### ACTION ITEM
Search each line of the data for the word "instance"; copy every line where it is found.

(Beginning of MATERIALS PROVIDED)

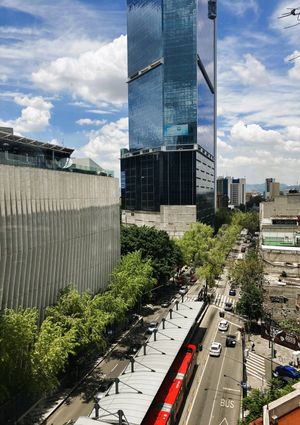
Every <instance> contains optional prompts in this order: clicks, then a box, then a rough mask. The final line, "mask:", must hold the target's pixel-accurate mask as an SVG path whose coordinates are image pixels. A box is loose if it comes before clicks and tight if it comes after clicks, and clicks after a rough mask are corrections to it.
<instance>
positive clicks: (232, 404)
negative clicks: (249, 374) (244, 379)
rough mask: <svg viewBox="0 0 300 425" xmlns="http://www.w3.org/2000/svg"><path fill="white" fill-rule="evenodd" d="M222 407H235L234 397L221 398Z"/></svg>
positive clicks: (232, 407)
mask: <svg viewBox="0 0 300 425" xmlns="http://www.w3.org/2000/svg"><path fill="white" fill-rule="evenodd" d="M220 407H226V409H229V408H230V409H234V401H233V400H232V398H221V401H220Z"/></svg>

(End of MATERIALS PROVIDED)

### FINISHED TASK
Every <instance> contains optional prompts in this order: clicks, then a box, then a rough mask. The final line, "mask:", must hold the target's pixel-accurate mask as an SVG path whose coordinates are image pixels. A box is loose if it comes before clicks and tight if it comes after clicks, and clicks after a rough mask are corrections to it.
<instance>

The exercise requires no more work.